→ MATERIAL:
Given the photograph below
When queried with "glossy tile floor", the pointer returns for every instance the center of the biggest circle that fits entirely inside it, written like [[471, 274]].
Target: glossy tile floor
---
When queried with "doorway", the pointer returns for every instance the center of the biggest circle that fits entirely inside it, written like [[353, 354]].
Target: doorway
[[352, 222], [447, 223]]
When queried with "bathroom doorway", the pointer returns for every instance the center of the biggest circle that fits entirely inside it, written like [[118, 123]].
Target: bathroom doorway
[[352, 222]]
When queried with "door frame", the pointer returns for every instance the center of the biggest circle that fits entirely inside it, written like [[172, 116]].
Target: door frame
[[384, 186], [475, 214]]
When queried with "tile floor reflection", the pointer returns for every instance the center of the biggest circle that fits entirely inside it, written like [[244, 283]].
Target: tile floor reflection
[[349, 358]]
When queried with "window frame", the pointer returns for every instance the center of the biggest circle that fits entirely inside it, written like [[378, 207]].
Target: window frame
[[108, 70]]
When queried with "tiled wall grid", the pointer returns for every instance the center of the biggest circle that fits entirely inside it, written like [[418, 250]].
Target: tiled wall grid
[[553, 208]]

→ EXERCISE: Please find every line in the records above that contains the word "reflection" and copy each of those lines.

→ WRITTEN ANSWER:
When queried with "tile floor reflection", the pointer returns for every instance the center of the biggest circle that fits entirely inside it, written like [[244, 283]].
Target: tile floor reflection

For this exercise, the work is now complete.